Task inputs below:

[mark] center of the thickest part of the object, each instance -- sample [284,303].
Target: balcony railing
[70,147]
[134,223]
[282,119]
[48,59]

End of Task inputs.

▶ _Work instruction_
Return the data from the top line through the bottom line exactly.

▶ _Exercise result_
[mark] center of the thickest part of the object, each instance -- sample [284,303].
Target: balcony railing
[70,147]
[134,223]
[282,119]
[48,59]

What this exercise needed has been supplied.